Excerpt provided:

# # # # # # #

Just an update on the results of my  repair attempt.   After using 400grit through 12000 micro mesh + buffing & polishing on my Deet sprayed test board, I repeated that method on the peg head.  I would say 80% improvement.  Still some pits, but felt I was running out of finish to remove more.

The damage on the rest of the mandolin (it showed up everywhere the owner touched it!) was Meguire’s 17 and 10.  That worked best on the surfaces that were dulled, eliminating the haze.  The pitted areas were very much improved by polish, but not eliminated. I decided not to sand the top partly because the lacquer had shrunk enough to highlight distinct grain lines.  Was afraid of creating a areas of grain lines/no grain lines.  The polish alone made a significant improvement.

Here are my AFTER photos.  Thanks again to all for the suggestions.

----------


## Jeff Mando

Looks good, John!

----------

crooksj

----------


## rcc56

Good work.  
Knowing when to quit is essential on a job like this.

----------

crooksj

----------


## Roger Adams

Great job!  Gotta wonder who does not know that insect repellent is harmful to an instrument.....just saying.

# # # # # # #

Given data:
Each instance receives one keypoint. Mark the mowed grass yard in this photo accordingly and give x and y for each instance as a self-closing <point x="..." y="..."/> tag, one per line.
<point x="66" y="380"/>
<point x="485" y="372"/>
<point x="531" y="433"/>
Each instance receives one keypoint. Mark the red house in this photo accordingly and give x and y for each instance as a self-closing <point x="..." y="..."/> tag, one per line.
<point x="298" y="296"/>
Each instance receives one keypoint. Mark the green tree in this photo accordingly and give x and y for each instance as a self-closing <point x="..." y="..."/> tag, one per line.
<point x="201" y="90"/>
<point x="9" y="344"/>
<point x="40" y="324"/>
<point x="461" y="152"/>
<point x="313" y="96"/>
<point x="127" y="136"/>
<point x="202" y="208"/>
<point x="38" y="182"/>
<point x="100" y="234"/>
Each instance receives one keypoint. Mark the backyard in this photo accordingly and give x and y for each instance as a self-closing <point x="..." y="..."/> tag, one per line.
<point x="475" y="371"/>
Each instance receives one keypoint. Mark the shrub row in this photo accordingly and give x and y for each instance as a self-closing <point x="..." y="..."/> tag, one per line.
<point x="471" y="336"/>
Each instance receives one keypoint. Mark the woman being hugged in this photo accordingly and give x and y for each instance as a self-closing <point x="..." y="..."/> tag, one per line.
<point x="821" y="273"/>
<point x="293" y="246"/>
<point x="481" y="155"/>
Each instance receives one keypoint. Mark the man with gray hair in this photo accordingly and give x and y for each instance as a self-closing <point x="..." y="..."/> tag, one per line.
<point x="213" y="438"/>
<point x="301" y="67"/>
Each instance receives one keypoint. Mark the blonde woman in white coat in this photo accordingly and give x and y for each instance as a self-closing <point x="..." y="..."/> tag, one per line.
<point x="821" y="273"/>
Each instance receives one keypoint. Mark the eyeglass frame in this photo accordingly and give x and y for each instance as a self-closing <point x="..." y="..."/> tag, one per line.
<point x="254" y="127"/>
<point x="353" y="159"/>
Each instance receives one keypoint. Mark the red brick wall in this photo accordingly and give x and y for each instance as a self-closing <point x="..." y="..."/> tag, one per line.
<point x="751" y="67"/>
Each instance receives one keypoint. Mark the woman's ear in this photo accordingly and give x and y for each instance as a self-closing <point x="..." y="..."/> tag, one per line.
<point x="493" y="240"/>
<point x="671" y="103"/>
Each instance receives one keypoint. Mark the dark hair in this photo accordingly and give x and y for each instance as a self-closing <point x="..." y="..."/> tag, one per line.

# # # # # # #

What you need to do:
a - Could you recast the records from the line containing "Each instance receives one keypoint. Mark the woman's" through the end of the records, inclusive, as a JSON list of strings, one string per line, leaving out blank lines?
b - How would the mandolin finish repair thread continue from its last post?
The records have nothing to do with the text.

Task-by-task answers:
a -
[
  "Each instance receives one keypoint. Mark the woman's ear in this photo accordingly and give x and y for each instance as a self-closing <point x=\"...\" y=\"...\"/> tag, one per line.",
  "<point x=\"493\" y=\"240\"/>",
  "<point x=\"671\" y=\"103\"/>",
  "Each instance receives one keypoint. Mark the dark hair in this photo accordingly and give x and y for each instance as a self-closing <point x=\"...\" y=\"...\"/> tag, one per line."
]

b -
----------

crooksj, 

Jonathan Reinhardt

----------


## Dale Ludewig

Looks mighty fine, to quote Lester Moran... Looks great. As said above, good to know when to stop. Now it's a little story in the instrument's history.

----------

crooksj

----------


## Tom C

> Great job!  Gotta wonder who does not know that insect repellent is harmful to an instrument.....just saying.


Rule number one of the Mandolin Club... Do not get bug repellent on your mando.

----------


## Sue Rieter

Being an extreme newbie, I did not know this about bug spray. But it makes sense. Bug spray is nasty stuff all the way around. What about the natural stuff, lemon eucalyptus and similar essential oil based stuff? 

Sue

----------


## Dale Ludewig

I don't trust any of the bug sprays on instrument finishes. I wear long sleeve supplex nylon shirts (think fly fishing), maybe a little spray on the backs of my hands.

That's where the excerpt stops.